**Dataset excerpts**:
+ + +
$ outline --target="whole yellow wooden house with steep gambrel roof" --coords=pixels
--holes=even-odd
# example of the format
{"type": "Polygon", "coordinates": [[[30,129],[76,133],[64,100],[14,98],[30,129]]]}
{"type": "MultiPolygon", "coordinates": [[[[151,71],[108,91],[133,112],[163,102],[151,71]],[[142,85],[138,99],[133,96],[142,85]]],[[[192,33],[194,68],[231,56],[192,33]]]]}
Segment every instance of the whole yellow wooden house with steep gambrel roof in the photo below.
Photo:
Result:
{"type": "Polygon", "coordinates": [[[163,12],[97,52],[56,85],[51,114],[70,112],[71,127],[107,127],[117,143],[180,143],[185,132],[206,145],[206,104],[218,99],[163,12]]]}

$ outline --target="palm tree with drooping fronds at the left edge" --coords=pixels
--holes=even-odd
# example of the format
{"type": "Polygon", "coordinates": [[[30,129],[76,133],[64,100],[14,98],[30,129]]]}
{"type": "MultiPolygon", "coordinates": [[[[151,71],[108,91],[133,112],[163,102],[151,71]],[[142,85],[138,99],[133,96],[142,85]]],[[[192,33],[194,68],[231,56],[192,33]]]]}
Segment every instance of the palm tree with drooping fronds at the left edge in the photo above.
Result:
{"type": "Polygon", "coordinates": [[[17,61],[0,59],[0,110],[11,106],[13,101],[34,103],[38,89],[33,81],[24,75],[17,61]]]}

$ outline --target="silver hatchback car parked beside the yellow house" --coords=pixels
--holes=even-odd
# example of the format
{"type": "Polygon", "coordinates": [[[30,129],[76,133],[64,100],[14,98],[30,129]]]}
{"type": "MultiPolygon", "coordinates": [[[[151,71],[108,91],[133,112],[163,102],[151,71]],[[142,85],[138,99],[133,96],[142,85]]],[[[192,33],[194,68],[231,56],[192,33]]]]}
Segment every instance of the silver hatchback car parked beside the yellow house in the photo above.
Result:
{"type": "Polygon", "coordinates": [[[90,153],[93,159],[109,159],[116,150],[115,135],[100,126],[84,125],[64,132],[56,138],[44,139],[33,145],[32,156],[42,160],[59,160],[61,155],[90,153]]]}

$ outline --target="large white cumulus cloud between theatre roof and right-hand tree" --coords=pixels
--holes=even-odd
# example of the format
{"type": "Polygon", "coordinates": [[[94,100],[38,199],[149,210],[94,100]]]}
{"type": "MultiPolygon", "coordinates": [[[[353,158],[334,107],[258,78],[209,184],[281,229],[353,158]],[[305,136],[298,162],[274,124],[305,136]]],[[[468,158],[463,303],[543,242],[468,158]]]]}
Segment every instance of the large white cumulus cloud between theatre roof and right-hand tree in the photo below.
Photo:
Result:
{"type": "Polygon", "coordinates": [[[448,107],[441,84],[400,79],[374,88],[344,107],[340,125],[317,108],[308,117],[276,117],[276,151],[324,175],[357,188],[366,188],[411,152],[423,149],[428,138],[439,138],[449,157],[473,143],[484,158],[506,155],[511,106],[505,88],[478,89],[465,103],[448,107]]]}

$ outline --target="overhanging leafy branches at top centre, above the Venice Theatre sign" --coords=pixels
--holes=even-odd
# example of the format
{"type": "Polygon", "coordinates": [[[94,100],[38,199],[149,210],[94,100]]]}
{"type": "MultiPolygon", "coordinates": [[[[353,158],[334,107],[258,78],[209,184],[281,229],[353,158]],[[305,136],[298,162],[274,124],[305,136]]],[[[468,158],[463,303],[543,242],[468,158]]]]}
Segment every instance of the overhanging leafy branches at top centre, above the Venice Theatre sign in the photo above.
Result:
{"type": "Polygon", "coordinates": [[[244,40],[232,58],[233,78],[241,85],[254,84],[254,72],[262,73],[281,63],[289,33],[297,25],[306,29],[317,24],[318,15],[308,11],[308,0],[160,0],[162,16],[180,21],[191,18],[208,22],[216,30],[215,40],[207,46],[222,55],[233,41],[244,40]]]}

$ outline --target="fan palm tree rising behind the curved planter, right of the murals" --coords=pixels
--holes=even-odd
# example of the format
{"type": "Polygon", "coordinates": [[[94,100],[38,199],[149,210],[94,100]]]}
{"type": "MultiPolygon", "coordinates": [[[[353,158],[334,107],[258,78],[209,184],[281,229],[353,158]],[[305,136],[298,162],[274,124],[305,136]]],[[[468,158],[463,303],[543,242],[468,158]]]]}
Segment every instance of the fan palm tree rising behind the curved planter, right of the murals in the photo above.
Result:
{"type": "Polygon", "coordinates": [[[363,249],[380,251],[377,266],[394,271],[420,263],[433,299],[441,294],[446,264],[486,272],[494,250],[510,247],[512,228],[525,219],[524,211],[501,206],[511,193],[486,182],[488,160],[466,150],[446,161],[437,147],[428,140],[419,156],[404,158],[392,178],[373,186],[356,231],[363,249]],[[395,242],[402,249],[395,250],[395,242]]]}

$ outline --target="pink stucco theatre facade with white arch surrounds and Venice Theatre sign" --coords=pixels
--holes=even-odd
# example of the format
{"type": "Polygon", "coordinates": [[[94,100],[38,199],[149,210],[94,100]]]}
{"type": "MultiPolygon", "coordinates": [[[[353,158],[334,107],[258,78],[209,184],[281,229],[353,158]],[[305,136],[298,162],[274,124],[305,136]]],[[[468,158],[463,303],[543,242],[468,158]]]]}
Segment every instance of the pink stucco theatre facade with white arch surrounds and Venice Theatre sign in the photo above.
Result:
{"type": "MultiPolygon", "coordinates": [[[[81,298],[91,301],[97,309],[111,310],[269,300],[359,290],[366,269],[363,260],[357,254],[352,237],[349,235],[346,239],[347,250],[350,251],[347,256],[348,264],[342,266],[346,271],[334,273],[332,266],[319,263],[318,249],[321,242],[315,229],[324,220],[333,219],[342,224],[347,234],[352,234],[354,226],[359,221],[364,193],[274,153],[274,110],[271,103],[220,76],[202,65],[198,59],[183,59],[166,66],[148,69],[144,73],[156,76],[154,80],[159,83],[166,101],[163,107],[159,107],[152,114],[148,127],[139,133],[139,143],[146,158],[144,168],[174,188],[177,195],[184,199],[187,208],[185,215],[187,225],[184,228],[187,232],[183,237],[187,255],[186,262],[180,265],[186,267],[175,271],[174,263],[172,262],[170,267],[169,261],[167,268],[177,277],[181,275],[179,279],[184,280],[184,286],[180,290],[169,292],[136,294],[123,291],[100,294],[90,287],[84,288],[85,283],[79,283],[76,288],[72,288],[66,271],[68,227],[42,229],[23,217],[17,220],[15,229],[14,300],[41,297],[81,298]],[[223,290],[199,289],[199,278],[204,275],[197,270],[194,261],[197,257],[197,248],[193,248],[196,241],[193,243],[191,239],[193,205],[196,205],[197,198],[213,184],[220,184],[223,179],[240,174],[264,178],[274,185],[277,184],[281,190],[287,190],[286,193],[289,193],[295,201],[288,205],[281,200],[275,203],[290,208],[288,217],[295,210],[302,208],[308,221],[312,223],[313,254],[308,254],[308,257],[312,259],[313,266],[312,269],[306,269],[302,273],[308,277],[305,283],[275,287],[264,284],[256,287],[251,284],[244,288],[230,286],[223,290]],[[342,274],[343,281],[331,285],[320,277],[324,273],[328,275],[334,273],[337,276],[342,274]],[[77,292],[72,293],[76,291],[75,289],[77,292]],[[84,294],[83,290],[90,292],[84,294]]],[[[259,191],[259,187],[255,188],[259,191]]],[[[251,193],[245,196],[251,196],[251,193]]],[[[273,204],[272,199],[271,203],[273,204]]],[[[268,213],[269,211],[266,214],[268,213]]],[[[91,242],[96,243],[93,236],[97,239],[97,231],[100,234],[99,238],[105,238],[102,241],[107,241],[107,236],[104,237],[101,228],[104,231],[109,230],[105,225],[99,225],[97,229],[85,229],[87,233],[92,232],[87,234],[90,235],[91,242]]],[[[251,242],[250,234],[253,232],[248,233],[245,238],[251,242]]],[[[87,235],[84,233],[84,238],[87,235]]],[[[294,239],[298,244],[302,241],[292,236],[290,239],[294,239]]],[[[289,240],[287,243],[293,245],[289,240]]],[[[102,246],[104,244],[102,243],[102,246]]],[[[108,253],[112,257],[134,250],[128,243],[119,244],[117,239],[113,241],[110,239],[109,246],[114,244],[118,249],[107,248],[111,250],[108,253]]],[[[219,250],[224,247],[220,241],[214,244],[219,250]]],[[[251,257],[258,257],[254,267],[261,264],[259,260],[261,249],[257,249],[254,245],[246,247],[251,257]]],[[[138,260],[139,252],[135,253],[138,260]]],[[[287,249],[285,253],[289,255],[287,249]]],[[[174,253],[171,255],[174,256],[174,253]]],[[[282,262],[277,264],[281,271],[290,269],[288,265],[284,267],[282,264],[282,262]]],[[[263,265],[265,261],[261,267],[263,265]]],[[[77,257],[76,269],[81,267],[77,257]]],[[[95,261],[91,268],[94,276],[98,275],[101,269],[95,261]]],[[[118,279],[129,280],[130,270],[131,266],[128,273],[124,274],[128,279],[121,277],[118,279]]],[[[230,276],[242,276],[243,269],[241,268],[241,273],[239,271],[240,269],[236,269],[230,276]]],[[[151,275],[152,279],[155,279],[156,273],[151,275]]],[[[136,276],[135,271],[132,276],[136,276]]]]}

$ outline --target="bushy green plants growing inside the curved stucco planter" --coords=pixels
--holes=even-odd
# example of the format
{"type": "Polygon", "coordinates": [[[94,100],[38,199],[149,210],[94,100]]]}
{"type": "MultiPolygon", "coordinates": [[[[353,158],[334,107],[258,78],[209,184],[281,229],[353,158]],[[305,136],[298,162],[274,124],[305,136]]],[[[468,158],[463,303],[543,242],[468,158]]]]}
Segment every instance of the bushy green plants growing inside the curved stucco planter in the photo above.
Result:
+ + +
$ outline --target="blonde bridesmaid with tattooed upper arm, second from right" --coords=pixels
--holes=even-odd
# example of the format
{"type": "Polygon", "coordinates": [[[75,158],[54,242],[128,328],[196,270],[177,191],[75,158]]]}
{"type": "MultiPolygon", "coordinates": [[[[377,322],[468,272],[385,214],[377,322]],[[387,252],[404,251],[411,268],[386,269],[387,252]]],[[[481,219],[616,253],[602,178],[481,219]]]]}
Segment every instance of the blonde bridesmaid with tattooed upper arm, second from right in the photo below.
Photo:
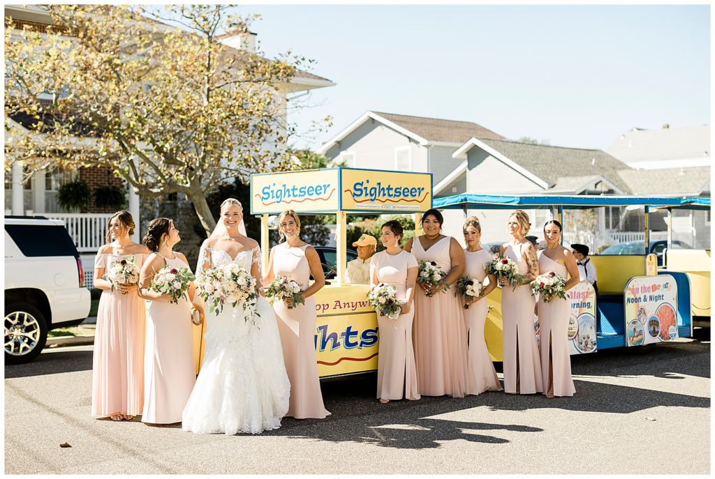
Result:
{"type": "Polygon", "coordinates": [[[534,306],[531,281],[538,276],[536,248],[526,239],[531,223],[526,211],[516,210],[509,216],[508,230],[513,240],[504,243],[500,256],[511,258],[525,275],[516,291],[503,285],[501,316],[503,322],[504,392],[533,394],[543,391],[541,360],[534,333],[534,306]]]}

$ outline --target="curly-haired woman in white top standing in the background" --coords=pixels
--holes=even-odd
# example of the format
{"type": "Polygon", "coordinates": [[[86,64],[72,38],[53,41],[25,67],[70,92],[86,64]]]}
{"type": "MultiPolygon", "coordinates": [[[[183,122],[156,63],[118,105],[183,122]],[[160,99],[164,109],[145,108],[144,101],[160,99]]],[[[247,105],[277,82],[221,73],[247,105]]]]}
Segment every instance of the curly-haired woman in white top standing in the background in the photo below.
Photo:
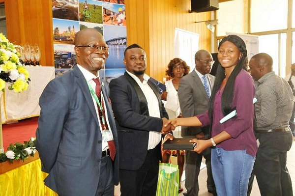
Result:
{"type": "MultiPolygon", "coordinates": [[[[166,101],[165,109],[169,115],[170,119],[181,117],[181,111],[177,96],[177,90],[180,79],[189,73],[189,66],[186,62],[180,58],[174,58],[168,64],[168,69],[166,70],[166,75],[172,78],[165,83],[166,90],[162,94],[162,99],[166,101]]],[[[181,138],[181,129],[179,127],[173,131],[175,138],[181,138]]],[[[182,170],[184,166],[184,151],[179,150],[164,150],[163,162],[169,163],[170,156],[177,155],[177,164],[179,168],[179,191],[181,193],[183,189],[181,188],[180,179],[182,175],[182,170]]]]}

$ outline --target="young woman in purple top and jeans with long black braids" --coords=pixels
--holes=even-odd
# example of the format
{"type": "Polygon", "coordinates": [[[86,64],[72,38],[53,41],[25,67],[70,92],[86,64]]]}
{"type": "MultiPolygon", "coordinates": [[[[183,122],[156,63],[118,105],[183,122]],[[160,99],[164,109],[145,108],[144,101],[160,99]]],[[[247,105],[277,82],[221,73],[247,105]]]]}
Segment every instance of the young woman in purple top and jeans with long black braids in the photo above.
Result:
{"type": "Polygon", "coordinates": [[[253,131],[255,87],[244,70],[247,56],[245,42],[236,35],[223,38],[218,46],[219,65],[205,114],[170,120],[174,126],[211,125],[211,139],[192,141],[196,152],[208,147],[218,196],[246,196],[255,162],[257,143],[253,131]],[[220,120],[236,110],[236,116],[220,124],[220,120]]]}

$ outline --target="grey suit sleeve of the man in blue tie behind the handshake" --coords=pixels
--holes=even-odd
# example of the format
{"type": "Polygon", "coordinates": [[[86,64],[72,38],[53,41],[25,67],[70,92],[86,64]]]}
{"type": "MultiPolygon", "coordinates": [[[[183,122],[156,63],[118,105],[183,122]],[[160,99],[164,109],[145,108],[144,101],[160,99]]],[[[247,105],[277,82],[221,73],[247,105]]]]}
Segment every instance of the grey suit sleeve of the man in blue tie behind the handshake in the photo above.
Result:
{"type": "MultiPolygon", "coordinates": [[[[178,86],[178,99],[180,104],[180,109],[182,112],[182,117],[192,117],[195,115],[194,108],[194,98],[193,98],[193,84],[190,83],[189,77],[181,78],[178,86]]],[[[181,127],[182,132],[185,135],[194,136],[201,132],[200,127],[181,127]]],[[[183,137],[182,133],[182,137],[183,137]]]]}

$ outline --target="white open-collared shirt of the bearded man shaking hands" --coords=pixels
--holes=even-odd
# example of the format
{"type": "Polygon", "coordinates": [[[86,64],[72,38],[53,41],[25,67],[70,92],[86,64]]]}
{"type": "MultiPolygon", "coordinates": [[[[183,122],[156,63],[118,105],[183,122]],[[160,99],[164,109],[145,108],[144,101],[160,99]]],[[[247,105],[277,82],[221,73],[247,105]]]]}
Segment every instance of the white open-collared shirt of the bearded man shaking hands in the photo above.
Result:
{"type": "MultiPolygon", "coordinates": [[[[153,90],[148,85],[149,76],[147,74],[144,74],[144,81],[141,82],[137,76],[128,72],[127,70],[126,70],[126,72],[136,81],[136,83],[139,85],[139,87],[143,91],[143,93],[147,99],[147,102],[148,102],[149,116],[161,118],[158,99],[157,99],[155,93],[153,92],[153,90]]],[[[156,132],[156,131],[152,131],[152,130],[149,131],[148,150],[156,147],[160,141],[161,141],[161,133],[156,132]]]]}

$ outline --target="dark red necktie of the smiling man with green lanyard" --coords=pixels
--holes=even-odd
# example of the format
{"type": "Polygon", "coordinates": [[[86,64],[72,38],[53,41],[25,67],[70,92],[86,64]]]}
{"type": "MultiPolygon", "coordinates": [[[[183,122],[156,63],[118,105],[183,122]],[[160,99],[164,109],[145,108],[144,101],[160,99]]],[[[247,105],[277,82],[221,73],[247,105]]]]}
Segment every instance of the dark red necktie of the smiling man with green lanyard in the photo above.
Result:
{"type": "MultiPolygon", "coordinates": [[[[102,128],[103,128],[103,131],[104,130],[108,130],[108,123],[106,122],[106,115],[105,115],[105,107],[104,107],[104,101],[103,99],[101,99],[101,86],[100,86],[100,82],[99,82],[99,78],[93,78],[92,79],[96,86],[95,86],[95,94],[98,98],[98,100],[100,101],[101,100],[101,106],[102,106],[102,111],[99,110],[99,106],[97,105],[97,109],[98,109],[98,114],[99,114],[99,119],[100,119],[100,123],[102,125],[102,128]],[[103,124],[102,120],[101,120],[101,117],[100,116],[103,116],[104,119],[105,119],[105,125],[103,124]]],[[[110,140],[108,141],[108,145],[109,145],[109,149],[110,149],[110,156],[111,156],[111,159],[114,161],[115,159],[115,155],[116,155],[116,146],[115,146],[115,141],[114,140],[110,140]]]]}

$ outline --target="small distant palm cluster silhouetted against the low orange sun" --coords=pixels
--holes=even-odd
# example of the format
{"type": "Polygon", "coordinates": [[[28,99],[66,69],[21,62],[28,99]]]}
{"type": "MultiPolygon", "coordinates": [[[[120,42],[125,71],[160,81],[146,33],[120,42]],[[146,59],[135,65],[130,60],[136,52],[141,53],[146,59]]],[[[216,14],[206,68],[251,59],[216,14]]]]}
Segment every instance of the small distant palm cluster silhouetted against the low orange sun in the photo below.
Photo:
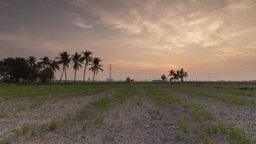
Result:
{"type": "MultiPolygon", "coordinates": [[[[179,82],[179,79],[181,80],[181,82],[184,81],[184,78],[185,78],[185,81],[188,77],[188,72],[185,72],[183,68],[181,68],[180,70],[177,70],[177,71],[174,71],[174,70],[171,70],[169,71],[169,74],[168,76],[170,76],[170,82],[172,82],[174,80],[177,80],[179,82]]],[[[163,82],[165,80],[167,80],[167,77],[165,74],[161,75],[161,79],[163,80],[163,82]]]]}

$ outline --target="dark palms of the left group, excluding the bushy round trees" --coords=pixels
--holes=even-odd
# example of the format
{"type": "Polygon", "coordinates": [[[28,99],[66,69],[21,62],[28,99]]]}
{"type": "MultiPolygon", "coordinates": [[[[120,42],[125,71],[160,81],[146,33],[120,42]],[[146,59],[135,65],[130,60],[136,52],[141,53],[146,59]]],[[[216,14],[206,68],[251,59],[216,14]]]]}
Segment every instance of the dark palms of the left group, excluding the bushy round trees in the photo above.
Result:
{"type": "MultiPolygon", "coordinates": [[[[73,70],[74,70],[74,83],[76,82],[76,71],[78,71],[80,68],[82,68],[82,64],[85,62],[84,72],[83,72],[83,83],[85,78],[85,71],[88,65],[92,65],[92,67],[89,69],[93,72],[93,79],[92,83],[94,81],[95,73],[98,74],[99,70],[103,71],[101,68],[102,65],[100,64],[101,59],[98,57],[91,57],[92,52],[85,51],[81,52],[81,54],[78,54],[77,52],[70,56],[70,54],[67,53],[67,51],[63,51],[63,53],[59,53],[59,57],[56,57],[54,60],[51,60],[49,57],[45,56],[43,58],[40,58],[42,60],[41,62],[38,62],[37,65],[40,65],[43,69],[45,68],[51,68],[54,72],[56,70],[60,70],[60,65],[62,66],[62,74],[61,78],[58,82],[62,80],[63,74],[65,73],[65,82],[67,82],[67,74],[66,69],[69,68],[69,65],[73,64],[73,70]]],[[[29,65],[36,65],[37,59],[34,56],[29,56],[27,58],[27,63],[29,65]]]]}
+ + +
**Work item**: Using the records above, filter out every line that lacks the string "collared" and copy the rest.

**Task result**:
$ outline --target="white open-collared shirt of the bearded man shaking hands" --coords=pixels
Segment every instance of the white open-collared shirt of the bearded man shaking hands in the photo above.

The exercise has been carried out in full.